→ **WHAT YOU NEED TO DO**: I need the number of lines in the data that contain the word "slab", and nothing beyond it.

→ **Referring expression pointing data**:
----

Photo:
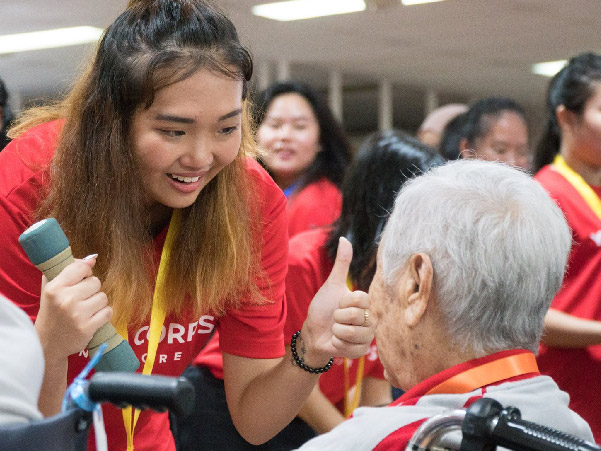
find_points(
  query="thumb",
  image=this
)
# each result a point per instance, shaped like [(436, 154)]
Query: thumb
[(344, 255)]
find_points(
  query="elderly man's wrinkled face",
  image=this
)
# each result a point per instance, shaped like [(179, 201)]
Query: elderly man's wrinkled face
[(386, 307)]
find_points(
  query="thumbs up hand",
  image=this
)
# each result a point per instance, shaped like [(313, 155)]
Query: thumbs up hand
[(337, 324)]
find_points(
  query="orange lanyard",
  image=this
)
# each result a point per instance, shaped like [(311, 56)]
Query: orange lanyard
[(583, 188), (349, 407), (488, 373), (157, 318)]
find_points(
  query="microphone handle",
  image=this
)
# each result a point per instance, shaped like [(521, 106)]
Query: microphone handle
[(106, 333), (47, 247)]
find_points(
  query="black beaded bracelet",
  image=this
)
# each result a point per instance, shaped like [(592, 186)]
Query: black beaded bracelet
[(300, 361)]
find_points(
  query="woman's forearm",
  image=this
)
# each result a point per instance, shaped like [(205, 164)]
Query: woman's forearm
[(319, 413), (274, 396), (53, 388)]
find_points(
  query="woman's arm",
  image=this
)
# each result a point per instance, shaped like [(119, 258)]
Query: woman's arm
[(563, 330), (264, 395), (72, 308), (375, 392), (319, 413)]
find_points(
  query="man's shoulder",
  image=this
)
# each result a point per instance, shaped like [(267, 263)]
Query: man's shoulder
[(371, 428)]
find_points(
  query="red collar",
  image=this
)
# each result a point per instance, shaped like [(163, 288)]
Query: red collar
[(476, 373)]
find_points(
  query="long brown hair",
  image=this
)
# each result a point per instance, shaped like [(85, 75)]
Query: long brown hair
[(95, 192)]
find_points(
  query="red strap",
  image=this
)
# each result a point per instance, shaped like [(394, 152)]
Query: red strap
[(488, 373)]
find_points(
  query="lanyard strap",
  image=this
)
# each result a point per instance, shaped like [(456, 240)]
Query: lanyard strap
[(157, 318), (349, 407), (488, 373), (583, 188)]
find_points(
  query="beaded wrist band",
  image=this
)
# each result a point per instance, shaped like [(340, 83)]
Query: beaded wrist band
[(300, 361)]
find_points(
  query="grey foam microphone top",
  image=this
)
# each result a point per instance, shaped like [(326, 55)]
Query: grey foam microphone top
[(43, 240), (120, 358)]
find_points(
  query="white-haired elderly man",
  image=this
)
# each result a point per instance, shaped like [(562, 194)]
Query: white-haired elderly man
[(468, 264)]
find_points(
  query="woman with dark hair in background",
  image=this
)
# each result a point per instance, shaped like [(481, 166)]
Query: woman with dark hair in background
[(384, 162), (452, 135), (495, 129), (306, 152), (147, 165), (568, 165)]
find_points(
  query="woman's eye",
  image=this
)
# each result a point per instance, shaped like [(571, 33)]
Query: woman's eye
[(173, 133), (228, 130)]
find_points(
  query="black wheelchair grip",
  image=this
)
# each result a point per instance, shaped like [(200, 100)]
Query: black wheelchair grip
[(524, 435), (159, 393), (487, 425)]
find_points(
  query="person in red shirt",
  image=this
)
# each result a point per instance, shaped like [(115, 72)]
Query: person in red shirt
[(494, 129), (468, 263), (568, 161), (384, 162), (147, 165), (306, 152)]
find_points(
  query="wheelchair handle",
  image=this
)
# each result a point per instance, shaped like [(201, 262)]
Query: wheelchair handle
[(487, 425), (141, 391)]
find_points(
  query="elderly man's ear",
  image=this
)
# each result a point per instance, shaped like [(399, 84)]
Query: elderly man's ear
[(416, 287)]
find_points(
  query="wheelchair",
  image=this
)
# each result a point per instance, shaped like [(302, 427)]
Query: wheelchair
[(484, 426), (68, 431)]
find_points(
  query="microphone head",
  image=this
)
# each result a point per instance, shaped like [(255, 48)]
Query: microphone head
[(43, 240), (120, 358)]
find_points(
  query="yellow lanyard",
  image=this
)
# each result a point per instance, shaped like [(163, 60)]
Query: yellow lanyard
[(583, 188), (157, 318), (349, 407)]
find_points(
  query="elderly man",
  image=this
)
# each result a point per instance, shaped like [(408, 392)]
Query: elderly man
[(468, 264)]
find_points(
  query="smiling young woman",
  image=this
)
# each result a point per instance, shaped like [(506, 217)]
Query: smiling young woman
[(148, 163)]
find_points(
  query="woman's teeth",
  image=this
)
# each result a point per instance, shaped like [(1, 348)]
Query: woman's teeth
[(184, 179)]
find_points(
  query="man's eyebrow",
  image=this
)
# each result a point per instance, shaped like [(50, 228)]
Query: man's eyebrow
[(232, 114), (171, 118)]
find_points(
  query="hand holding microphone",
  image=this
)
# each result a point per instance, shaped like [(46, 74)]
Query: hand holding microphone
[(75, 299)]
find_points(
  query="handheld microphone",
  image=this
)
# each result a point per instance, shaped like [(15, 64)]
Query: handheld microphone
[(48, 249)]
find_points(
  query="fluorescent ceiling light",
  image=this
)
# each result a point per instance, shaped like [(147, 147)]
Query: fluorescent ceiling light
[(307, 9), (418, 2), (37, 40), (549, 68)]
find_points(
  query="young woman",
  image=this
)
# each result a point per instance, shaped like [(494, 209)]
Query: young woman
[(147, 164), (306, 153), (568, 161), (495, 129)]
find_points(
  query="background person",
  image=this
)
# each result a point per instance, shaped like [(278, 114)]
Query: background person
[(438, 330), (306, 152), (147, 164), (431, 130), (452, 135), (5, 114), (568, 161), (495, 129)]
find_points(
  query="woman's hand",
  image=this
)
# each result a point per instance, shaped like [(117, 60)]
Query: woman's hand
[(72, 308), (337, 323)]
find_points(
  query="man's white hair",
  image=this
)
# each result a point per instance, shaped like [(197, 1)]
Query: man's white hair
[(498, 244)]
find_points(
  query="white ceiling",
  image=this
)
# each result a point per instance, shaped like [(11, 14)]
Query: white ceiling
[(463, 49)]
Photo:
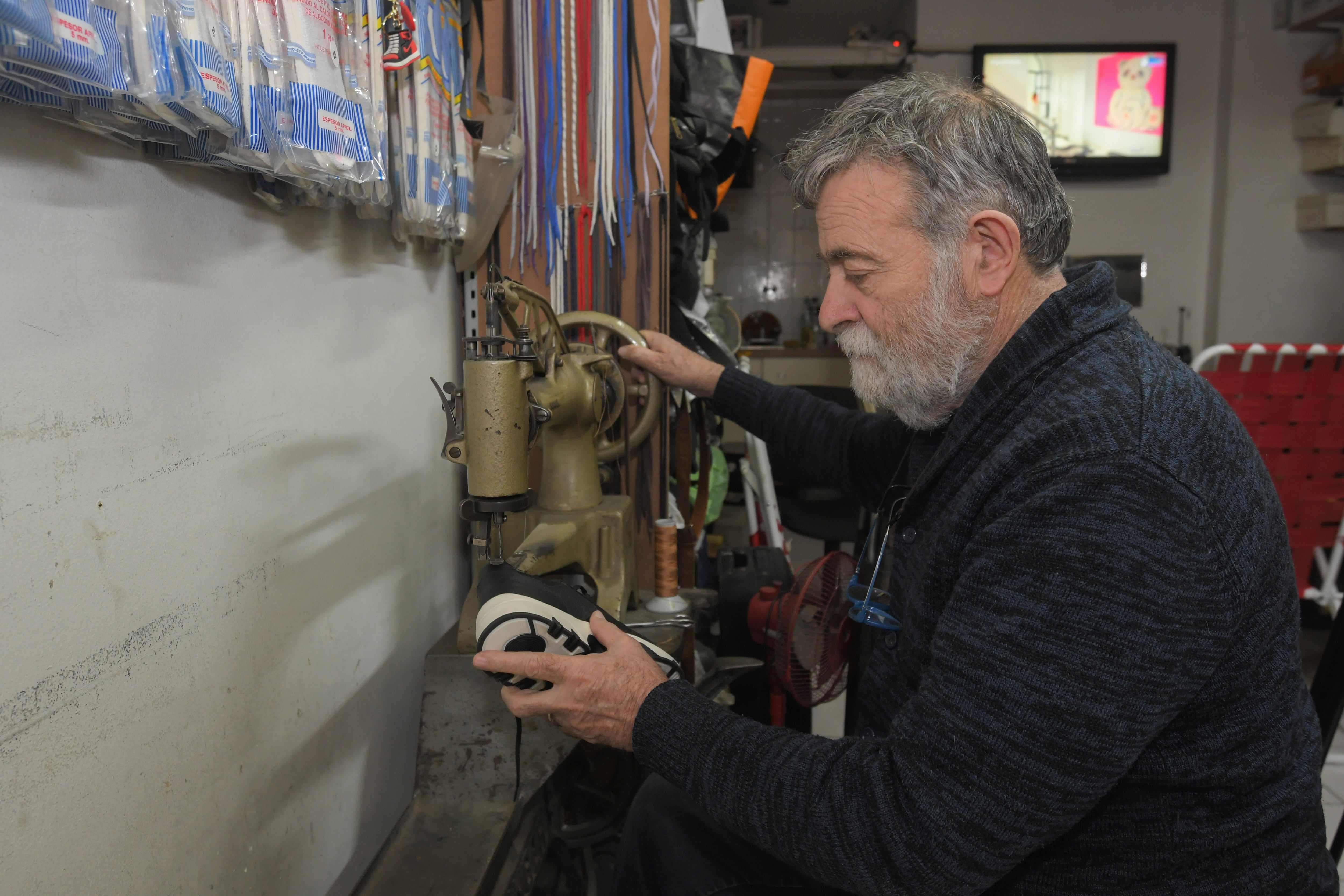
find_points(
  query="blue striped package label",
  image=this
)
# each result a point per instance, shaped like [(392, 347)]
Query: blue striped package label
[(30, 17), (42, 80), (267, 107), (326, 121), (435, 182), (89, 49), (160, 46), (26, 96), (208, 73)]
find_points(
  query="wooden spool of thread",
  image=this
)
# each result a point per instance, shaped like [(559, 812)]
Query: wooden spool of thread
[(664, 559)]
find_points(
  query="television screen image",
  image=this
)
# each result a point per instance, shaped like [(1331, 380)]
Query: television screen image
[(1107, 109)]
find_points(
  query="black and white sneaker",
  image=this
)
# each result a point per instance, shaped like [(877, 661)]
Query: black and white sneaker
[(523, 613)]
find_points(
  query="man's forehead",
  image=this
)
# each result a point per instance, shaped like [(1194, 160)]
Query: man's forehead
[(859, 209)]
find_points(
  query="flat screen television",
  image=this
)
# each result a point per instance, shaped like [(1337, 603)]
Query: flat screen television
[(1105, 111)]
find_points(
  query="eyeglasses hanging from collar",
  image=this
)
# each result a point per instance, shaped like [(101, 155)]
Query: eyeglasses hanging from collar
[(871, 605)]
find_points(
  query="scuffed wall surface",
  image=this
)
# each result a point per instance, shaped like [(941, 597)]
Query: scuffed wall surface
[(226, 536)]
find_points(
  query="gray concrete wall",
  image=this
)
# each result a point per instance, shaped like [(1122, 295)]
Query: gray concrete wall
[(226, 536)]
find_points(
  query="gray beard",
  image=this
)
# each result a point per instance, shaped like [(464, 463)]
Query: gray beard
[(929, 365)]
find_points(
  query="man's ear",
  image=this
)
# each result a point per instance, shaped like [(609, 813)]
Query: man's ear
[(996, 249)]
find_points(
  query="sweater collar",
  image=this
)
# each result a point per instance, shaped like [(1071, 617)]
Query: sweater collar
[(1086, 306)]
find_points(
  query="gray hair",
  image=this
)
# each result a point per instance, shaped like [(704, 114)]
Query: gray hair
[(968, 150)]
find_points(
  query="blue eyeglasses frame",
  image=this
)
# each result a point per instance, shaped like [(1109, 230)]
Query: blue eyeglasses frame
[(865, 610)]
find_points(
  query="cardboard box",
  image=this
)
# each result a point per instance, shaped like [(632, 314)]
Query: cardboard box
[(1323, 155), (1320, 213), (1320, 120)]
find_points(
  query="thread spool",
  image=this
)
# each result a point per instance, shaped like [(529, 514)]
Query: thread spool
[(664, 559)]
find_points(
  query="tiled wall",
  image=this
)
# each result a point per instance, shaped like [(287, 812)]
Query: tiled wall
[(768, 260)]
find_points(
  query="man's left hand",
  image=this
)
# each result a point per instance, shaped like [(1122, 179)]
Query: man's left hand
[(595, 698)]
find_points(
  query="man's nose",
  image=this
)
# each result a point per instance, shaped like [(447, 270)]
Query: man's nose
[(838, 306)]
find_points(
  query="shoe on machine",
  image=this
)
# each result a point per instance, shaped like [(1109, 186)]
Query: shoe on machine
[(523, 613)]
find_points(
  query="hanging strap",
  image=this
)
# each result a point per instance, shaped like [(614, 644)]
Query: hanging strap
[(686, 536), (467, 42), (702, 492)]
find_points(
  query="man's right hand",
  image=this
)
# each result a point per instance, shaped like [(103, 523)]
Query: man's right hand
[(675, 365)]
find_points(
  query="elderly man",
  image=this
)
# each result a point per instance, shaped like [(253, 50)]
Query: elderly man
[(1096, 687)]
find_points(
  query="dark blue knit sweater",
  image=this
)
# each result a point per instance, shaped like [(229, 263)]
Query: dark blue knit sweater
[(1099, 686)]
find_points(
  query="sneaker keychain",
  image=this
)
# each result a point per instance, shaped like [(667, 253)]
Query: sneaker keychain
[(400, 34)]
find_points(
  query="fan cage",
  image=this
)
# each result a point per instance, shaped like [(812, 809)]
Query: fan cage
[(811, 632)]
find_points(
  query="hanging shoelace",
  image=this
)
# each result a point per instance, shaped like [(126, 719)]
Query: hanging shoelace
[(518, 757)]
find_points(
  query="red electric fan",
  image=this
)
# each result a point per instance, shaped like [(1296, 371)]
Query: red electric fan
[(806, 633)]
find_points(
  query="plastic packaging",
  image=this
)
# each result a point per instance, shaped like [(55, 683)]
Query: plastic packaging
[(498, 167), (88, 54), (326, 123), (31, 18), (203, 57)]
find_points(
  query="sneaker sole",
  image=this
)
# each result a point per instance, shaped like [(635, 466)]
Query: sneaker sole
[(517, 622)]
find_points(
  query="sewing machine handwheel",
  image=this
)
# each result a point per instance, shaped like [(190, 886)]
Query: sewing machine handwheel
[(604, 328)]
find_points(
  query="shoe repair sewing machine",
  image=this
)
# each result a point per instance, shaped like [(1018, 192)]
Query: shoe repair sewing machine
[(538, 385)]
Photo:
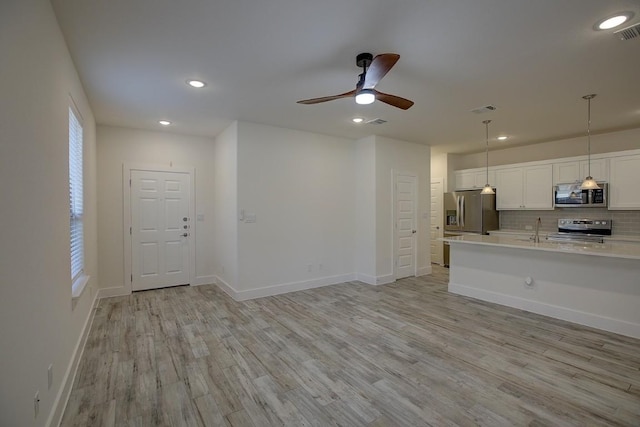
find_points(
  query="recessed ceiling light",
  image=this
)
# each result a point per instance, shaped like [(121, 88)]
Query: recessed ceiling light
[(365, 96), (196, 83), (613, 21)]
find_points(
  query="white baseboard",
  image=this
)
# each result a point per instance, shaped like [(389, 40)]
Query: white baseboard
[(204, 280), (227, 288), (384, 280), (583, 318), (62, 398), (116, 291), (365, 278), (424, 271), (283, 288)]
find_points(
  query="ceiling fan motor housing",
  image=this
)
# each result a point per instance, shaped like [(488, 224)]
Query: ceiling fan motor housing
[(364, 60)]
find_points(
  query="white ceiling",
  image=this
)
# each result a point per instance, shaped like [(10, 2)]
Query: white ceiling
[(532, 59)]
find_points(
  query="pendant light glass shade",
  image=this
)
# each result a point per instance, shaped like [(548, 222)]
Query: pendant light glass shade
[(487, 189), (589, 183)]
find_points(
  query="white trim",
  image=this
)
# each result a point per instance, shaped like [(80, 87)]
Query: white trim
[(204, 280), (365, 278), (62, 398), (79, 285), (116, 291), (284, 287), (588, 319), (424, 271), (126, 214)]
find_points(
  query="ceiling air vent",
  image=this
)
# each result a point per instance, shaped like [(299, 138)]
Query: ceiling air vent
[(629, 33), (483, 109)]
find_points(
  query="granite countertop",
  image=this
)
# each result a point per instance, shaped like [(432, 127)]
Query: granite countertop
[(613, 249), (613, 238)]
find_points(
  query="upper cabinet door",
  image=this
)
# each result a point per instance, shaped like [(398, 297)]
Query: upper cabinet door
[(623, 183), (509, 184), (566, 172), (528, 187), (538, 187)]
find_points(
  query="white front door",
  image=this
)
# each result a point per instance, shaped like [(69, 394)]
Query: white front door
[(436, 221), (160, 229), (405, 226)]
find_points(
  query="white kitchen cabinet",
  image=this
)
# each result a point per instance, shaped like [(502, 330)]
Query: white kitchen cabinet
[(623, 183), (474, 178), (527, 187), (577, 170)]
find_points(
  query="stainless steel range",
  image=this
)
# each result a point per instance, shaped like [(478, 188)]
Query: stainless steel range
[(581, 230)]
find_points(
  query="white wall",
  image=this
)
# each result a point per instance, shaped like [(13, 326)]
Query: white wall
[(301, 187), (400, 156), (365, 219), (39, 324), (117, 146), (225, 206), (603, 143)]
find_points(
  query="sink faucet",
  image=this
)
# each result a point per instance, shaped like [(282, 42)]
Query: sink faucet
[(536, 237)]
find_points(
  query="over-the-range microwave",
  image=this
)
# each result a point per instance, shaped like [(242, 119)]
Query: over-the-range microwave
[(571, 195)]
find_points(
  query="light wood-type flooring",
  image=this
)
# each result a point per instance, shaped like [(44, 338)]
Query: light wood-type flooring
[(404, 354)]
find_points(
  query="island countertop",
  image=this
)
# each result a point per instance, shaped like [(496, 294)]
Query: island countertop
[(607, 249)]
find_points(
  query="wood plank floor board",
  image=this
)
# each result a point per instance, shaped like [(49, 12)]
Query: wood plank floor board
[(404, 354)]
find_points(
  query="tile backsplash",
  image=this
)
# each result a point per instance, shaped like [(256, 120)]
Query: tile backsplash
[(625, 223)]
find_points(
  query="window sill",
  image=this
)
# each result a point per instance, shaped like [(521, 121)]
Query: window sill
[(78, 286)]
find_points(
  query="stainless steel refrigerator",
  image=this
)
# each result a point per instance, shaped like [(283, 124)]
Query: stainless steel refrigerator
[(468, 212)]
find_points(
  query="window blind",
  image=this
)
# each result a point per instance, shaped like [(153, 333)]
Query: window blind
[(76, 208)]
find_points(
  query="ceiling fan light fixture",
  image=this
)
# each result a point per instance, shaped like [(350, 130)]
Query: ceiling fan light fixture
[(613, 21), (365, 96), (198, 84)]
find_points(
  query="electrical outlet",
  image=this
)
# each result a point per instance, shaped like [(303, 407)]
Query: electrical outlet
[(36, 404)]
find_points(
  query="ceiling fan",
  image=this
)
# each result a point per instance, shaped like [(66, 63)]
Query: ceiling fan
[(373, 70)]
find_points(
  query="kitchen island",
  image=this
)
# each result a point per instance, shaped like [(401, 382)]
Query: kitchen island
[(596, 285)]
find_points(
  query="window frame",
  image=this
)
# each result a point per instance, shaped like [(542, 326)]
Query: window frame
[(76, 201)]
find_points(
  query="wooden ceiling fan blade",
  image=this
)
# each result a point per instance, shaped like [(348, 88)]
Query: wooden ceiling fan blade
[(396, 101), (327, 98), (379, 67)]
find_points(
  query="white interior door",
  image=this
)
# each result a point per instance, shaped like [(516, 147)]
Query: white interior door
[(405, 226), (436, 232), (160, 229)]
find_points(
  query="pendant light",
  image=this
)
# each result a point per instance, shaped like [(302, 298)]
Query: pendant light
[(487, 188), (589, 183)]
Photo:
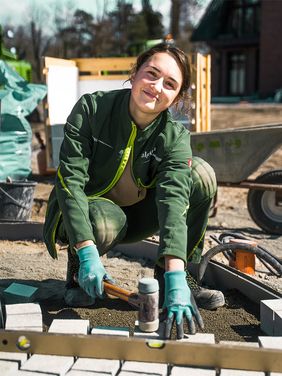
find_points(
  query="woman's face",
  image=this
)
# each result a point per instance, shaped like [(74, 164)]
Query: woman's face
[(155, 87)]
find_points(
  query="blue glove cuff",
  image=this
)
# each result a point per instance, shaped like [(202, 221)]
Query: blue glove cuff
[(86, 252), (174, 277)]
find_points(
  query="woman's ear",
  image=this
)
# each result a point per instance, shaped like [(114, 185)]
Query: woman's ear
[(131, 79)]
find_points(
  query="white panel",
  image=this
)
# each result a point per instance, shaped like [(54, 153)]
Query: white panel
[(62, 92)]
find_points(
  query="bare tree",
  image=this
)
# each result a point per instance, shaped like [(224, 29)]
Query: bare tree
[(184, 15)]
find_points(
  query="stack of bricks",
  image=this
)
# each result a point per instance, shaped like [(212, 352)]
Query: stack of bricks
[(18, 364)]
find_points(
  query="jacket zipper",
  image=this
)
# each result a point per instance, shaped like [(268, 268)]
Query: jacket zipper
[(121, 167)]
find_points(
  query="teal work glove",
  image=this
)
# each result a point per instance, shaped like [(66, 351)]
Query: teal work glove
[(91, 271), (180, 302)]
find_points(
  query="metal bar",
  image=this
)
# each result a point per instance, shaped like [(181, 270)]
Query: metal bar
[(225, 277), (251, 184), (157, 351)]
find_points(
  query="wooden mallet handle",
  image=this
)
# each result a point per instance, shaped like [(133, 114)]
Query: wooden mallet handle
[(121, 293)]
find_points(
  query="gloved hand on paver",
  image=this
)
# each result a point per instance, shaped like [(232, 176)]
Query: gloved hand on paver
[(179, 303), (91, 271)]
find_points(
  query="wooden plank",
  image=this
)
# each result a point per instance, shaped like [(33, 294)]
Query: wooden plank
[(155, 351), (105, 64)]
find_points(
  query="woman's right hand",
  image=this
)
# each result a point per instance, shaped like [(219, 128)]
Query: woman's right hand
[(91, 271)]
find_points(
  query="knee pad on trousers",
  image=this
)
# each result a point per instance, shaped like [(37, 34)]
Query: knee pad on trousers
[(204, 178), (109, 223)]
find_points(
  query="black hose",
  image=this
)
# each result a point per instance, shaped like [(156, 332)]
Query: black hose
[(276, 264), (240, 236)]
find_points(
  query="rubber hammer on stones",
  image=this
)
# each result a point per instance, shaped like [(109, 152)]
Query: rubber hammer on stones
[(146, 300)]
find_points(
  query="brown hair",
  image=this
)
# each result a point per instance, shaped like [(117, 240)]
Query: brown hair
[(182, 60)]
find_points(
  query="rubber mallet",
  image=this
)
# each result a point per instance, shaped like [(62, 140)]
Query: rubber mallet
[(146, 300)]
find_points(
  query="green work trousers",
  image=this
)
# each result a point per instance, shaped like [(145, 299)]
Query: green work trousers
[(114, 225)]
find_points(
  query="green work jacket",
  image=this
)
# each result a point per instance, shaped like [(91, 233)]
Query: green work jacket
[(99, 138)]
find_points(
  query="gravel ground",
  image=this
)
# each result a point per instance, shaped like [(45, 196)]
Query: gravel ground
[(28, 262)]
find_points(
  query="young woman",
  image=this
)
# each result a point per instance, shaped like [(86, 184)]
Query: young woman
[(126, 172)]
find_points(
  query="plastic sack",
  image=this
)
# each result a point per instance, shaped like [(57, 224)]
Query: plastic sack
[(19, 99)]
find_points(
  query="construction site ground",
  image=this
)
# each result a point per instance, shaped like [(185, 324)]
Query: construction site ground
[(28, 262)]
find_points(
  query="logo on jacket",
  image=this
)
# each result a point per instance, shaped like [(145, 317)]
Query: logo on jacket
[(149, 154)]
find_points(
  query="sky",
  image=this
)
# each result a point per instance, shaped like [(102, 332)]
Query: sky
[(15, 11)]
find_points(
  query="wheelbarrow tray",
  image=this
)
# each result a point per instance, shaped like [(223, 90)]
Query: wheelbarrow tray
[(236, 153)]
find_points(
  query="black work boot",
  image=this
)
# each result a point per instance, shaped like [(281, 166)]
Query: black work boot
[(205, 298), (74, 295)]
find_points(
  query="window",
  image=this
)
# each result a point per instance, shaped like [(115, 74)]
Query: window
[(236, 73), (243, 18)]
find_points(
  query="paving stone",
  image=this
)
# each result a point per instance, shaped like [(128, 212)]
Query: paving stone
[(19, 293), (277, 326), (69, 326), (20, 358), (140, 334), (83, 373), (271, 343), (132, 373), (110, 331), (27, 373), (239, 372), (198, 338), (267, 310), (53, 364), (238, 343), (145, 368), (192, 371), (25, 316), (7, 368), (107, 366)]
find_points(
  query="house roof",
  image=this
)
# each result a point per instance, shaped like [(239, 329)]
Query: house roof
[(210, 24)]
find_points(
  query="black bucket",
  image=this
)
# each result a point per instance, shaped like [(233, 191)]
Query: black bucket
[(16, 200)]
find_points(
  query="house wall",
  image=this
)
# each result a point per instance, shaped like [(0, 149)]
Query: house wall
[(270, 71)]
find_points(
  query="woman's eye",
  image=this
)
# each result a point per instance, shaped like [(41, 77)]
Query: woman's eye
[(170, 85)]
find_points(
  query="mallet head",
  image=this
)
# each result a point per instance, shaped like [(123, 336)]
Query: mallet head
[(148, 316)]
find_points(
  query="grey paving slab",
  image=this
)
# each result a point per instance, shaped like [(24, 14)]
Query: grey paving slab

----

→ **EXERCISE SOLUTION**: 2